GIVEN INSTRUCTION A >>
Copy the records word for word, from the line containing "A prior annotation asserts the window frame" through the final line of the records, with both of those lines included.

PAGE >>
Outputs (deliverables)
Produce a Working Backwards Pack in Markdown (in-chat; or as files if the user requests):
- Context snapshot
- PR options: 2–3 divergent future press releases (1 page each)
- Selected PR: refined future press release
- FAQ: customer + internal (business/ops/technical/legal) FAQs
- Backcasting plan: milestones to launch (owners, dates, dependencies)
- Stakeholder + “machinery” plan: approvals, comms, rollout, support readiness
- Success metrics + guardrails (+ instrumentation notes)
- Risks / Open questions / Next steps (always included)
Templates: references/TEMPLATES.md
Expanded guidance: references/WORKFLOW.md
Workflow (8 steps)
1) Intake + decision framing
- Inputs: user request; references/INTAKE.md.
- Actions: Clarify the decision (invest vs not, choose approach), audience, and target launch date/timebox. Capture constraints + stakeholders.
- Outputs: Context snapshot.
- Checks: You can state the decision and time horizon in one sentence.
2) Write the problem paragraph (before any solution)
- Inputs: customer segment + evidence; why now.
- Actions: Draft “Problem today” in customer language. List top pains and current alternatives/workarounds.
- Outputs: Problem paragraph + alternatives bullets.
- Checks: Describes pain without specifying implementation; avoids “we want to build X” framing.
3) Draft 2–3 divergent future press releases (options)
- Inputs: problem paragraph; constraints.
- Actions: Create Option A/B/C PRs with different solution shapes. Keep them 1 page each.
- Outputs: 2–3 PR drafts.
- Checks: Options are meaningfully different; each promises clear customer value; no internal jargon.
4) Select the best option and refine to a single PR
- Inputs: PR options; decision criteria; stakeholder feedback (if available).
- Actions: Pick a winner (or hybrid) and refine the PR for clarity, boundaries, and a concrete “how it works”.
- Outputs: Selected PR.
- Checks: A stakeholder can restate the benefit and “why now” in one sentence; “who it’s for / not for” is explicit.
5) Write the FAQ (customer + internal)
- Inputs: selected PR; constraints; dependencies.
- Actions: Draft FAQs in sections: customer, business, technical/ops, legal/compliance. Include out-of-scope, risks, and measurement.
- Outputs: FAQ section.
- Checks: Top objections are answered; open questions are explicitly labeled; no “we’ll figure it out later” hand-waving.
6) Backcast: build the launch and “machinery” plan
- Inputs: target launch tier/date; FAQ dependencies.
- Actions: Create a milestone plan working backward (design, eng, data, legal, docs, support, comms). Define launch tiers and rollback.
- Outputs: Backcasting plan + launch tiers/rollback plan.
- Checks: Each milestone has an owner + success criteria; major dependencies have a plan.
7) Stress-test: pre-mortem + metrics + guardrails
- Inputs: PR/FAQ + backcasting plan.
- Actions: Run a pre-mortem. List failure modes (trust/safety/quality/cost). Define success metrics + guardrails + instrumentation needs.
- Outputs: Risks + metrics/guardrails + validation notes.
- Checks: Each major risk has a mitigation/monitor; metrics are computable and owned.

EXCERPTED RECORDS >>
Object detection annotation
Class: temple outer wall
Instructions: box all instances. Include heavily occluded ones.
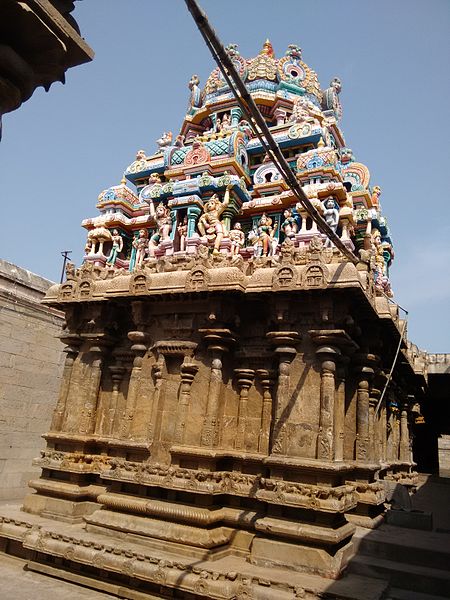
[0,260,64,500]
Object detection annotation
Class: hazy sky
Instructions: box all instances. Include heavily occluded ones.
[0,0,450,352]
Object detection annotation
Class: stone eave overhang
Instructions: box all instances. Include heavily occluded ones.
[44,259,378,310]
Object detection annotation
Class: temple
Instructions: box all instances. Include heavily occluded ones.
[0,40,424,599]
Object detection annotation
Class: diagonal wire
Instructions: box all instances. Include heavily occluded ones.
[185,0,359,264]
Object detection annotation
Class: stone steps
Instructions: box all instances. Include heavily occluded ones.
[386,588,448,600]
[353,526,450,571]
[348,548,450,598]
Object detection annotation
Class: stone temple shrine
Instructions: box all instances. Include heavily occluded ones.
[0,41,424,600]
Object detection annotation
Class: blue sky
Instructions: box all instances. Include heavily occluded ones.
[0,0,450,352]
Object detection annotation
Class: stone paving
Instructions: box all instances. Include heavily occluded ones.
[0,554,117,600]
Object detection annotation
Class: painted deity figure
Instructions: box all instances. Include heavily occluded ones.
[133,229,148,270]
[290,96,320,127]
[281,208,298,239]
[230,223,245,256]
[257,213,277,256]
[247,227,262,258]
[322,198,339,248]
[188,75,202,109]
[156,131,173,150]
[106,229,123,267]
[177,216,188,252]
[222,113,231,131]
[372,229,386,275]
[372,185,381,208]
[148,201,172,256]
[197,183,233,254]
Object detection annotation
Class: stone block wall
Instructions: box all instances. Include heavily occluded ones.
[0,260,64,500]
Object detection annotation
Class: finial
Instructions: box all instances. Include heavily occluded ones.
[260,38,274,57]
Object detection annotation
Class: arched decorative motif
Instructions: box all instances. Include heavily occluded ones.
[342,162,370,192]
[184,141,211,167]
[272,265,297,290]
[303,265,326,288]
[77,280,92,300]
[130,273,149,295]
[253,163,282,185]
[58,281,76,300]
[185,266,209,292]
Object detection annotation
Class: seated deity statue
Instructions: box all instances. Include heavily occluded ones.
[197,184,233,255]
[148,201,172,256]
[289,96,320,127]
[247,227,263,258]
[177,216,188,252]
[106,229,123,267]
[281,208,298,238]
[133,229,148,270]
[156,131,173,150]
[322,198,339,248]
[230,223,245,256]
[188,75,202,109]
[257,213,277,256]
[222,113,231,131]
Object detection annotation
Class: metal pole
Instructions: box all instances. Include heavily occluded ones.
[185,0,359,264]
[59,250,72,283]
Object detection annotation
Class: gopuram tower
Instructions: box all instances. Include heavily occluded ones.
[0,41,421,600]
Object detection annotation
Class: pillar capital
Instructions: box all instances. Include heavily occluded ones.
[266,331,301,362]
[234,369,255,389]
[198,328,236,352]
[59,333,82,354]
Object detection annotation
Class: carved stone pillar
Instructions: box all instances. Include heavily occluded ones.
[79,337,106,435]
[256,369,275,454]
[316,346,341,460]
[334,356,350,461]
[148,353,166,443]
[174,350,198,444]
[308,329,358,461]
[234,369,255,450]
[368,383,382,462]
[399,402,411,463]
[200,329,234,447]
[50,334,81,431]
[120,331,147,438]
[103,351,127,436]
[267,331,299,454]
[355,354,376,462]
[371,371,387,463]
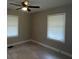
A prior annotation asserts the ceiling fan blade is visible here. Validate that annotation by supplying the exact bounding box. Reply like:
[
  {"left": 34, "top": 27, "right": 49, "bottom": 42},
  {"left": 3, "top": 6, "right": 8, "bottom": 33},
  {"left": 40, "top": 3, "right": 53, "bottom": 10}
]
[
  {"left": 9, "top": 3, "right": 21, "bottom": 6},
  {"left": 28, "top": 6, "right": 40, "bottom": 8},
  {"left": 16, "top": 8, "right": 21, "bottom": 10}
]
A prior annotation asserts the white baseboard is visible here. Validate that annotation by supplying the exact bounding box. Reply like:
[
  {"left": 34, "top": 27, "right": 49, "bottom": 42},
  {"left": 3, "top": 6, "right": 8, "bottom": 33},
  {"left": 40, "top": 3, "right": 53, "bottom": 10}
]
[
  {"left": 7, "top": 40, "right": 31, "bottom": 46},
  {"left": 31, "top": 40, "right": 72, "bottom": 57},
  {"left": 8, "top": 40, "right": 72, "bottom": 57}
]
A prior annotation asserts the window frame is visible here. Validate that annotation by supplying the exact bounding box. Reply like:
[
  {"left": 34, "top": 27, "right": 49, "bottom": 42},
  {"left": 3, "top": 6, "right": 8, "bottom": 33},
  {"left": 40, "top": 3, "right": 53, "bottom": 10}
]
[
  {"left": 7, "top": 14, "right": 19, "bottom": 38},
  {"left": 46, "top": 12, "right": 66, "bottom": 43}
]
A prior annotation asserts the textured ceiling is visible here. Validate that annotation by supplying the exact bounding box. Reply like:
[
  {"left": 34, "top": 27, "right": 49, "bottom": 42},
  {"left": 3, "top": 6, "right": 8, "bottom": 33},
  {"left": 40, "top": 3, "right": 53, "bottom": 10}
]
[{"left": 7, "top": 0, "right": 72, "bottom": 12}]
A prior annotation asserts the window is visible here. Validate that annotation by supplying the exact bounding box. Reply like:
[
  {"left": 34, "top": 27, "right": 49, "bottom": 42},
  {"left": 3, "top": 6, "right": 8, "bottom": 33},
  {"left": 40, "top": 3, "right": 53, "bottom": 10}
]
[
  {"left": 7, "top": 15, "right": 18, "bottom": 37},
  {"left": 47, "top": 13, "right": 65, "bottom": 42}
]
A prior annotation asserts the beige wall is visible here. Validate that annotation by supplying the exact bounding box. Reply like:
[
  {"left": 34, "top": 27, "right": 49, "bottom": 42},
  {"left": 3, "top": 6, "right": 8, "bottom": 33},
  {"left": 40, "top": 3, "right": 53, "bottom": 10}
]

GIVEN INSTRUCTION B >>
Please continue the Working Backwards workflow text from the point where it stops.

WRITTEN ANSWER A >>
A prior annotation asserts the window frame is visible here. Validate that annotation by supplying the exact bounding box. Reply like:
[
  {"left": 34, "top": 27, "right": 49, "bottom": 42},
  {"left": 3, "top": 6, "right": 8, "bottom": 33},
  {"left": 40, "top": 3, "right": 53, "bottom": 10}
]
[
  {"left": 7, "top": 14, "right": 19, "bottom": 38},
  {"left": 46, "top": 12, "right": 66, "bottom": 43}
]
A prior annotation asserts the textured ceiling is visible here. Validate that annotation by supplying the exact bounding box. Reply like:
[
  {"left": 34, "top": 27, "right": 49, "bottom": 42},
  {"left": 3, "top": 6, "right": 8, "bottom": 33},
  {"left": 40, "top": 3, "right": 53, "bottom": 10}
]
[{"left": 7, "top": 0, "right": 72, "bottom": 12}]
A prior annotation asserts the window is visible here. Validate that annotation by supplying the exact bounding box. Reply like:
[
  {"left": 34, "top": 27, "right": 49, "bottom": 42},
  {"left": 3, "top": 6, "right": 8, "bottom": 33},
  {"left": 40, "top": 3, "right": 53, "bottom": 10}
]
[
  {"left": 7, "top": 15, "right": 18, "bottom": 37},
  {"left": 47, "top": 13, "right": 65, "bottom": 42}
]
A prior annotation asserts the beige wall is visible here. Validate that annotation by supplying the exact bounding box. Reply like:
[
  {"left": 34, "top": 27, "right": 49, "bottom": 42},
  {"left": 3, "top": 6, "right": 8, "bottom": 33},
  {"left": 40, "top": 3, "right": 53, "bottom": 10}
]

WRITTEN ANSWER B >>
8) Quality gate + finalize pack
- Inputs: full draft pack.
- Actions: Run references/CHECKLISTS.md and score with references/RUBRIC.md. Ensure final section includes risks/open questions/next steps.
- Outputs: Final Working Backwards Pack.
- Checks: Pack is decision-ready and shareable async (no meeting required).
Quality gate (required)
- Use references/CHECKLISTS.md and references/RUBRIC.md.
- Always include: Risks, Open questions, Next steps.
Examples
Example 1 (B2B SaaS): “Write a PR/FAQ and backcasting plan for ‘Role-based dashboards’ for enterprise admins, with a beta in 8 weeks.”
Expected: 2–3 PR options, selected PR/FAQ, and a milestone plan covering security review, instrumentation, docs/support.
Example 2 (Consumer): “Work backwards for ‘Saved routes’ in a navigation app; propose two alternative product concepts and pick one.”
Expected: divergent PRs that surface trade-offs, clear metrics (repeat usage, retention), and guardrails (privacy, battery, safety).
Boundary example: “Write a PR/FAQ for ‘use AI’ (no user problem).”
Response: ask intake questions, redirect to problem-definition if needed, and do not pretend to have customer clarity.
Boundary example 2: “I have 10 product ideas and need to pick 3 to invest in.”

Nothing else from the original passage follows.